--- Source passage Enclosed Below ---
CINCINNATI — Masks are coming off in Ohio, Kentucky and Indiana, thanks to widespread availability of the COVID-19 vaccine and politicians’ increasing willingness to let unvaccinated people roll the dice on their own health.
But none of the three states — nor any state in the country — has achieved a high enough level of vaccination to reach “herd immunity,” a situation in which the novel coronavirus can no longer spread because its supply of vulnerable hosts is too small.
Experts estimate herd immunity occurs when a population is 70-90% vaccinated. In Ohio, the most-vaccinated state of the three, only about 40% of people have gotten all their COVID-19 shots.
University of Cincinnati professor Dr. Carl Fichtenbaum said any amount of vaccination is helpful in preventing the novel coronavirus from spreading, but unvaccinated people are still in danger as social gatherings and indoor events resume.
--- End of Enclosed Source passage ---
--- Exercise data Enclosed Below ---
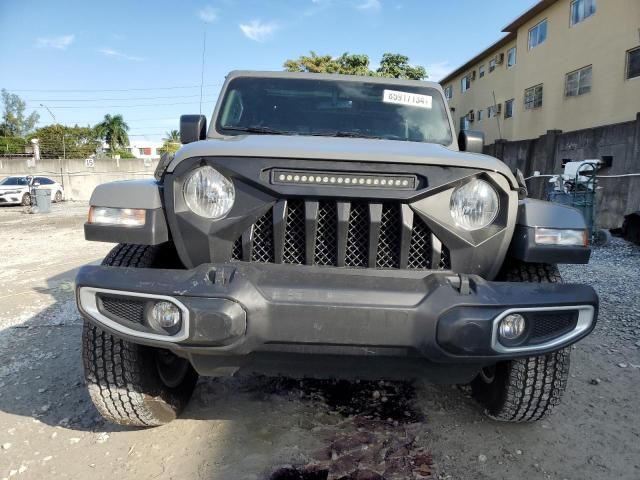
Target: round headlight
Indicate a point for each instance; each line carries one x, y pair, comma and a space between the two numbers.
208, 193
474, 205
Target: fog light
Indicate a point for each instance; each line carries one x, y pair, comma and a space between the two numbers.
165, 316
512, 326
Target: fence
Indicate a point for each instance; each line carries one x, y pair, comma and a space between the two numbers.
78, 176
620, 192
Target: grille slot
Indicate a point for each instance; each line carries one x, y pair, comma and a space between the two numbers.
357, 254
552, 324
130, 309
326, 251
357, 228
262, 250
294, 240
389, 242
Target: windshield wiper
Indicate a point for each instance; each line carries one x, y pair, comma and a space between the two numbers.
257, 129
344, 133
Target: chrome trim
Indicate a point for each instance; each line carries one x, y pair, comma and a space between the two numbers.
585, 320
87, 300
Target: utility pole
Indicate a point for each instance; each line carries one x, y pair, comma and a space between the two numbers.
64, 149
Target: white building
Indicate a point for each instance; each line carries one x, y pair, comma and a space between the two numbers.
146, 149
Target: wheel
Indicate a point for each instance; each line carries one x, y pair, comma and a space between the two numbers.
132, 384
525, 389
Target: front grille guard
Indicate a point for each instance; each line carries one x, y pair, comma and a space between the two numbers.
342, 234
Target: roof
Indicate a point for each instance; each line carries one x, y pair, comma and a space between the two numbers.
511, 31
500, 43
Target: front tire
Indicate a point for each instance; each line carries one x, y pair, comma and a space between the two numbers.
132, 384
524, 389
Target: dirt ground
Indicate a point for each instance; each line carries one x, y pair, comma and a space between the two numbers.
254, 427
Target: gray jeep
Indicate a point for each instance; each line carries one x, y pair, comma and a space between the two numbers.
330, 226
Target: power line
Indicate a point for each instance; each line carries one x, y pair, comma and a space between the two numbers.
114, 90
126, 106
107, 99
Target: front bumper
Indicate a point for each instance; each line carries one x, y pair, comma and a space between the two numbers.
237, 309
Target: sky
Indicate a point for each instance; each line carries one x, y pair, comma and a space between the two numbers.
84, 59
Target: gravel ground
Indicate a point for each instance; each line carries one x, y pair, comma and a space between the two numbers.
259, 428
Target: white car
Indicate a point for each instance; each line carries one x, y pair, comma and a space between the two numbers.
17, 190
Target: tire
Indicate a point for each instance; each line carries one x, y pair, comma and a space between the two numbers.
132, 384
524, 389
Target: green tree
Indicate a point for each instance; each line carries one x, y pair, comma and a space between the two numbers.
397, 66
171, 142
14, 123
391, 65
79, 142
113, 130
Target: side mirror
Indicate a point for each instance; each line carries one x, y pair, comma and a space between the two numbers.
471, 141
192, 128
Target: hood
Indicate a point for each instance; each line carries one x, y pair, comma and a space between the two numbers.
4, 188
347, 149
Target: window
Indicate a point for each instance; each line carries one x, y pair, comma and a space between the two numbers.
533, 97
538, 34
465, 83
448, 92
578, 82
464, 123
508, 108
581, 10
633, 63
511, 57
315, 107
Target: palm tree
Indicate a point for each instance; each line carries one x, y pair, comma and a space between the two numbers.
113, 130
172, 136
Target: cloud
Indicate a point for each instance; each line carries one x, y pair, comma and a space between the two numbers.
258, 31
208, 14
370, 5
59, 43
110, 52
438, 70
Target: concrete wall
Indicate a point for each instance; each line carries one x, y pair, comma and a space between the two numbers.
617, 197
601, 41
76, 176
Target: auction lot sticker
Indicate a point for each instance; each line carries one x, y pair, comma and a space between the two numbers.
407, 98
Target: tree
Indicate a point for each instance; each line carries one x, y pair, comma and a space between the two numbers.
397, 66
113, 130
79, 142
171, 142
14, 123
392, 65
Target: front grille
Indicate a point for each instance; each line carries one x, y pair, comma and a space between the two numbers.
548, 325
130, 309
312, 229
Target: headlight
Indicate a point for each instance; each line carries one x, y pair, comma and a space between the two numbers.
208, 193
474, 205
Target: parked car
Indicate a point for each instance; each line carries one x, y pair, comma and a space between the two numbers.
17, 190
325, 226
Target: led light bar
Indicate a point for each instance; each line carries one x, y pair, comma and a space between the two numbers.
341, 179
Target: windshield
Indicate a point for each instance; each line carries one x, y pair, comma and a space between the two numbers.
15, 181
296, 106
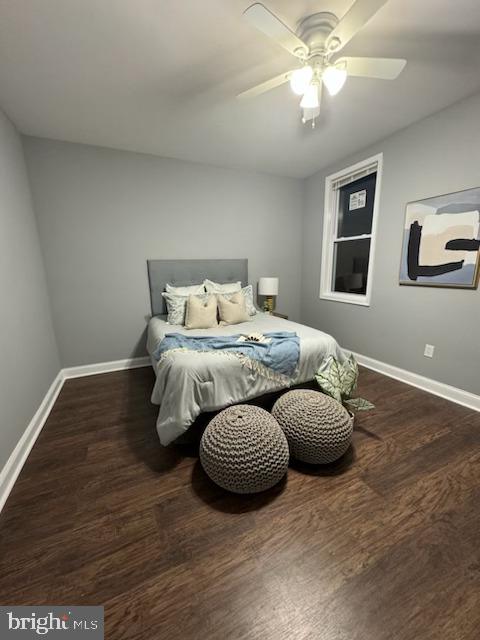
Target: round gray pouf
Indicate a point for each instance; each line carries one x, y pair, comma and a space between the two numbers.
244, 450
318, 428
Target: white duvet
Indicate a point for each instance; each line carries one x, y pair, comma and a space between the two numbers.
190, 383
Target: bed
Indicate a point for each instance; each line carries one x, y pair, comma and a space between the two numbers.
190, 383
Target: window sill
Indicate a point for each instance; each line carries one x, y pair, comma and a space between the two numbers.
363, 301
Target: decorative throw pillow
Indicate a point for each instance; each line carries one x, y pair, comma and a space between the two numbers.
217, 287
233, 311
177, 305
192, 289
201, 313
248, 293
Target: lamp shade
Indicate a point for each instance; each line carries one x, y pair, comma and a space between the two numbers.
268, 286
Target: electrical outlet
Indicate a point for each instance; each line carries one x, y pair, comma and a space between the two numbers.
429, 351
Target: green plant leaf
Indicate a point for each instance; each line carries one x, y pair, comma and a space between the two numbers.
328, 386
359, 404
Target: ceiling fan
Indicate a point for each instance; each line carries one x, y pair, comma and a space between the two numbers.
316, 45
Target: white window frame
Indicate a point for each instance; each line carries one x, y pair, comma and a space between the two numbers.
330, 226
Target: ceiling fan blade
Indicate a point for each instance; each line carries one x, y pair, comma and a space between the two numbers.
265, 86
355, 19
382, 68
268, 23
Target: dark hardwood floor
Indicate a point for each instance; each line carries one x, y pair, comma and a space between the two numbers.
384, 545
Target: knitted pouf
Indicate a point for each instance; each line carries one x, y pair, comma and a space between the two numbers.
318, 428
244, 450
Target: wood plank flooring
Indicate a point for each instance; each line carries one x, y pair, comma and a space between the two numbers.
384, 545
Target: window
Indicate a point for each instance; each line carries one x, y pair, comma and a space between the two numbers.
351, 209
--- End of Enclosed Exercise data ---
→ What you will do
1. According to the article on masks and herd immunity, what share of a population do experts estimate must be vaccinated for herd immunity to occur?
2. Decide whether each statement agrees with the article on masks and herd immunity: (a) Ohio is the most-vaccinated of the three states. (b) At least one state in the country has reached herd immunity. (c) About 40% of people in Ohio have gotten all their COVID-19 shots.
3. Write the next part of the article on masks and herd immunity, continuing from its last sentence.
The listing plays no part in this work.

→ Answers by task
1. 70-90% of the population.

2.
(a) Yes: "In Ohio, the most-vaccinated state of the three"
(b) No: "nor any state in the country — has achieved a high enough level of vaccination to reach “herd immunity,”"
(c) Yes: "only about 40% of people have gotten all their COVID-19 shots"

3.
“The people we’re seeing in the hospital are those who’ve never been vaccinated,” he said.
And it might be difficult to gauge the true danger until fall, Fichtenbaum added. In summer, all people are more likely to be socializing and attending events outdoors — where COVID-19 transmission is much more uncommon, even for unvaccinated people.
“We see a lot more spread when people are indoors,” he said.
Fall might be the first real test for a post-vaccine society. In the meantime, Fichtenbaum said, he and other experts will look closely at case numbers after Fourth of July gatherings.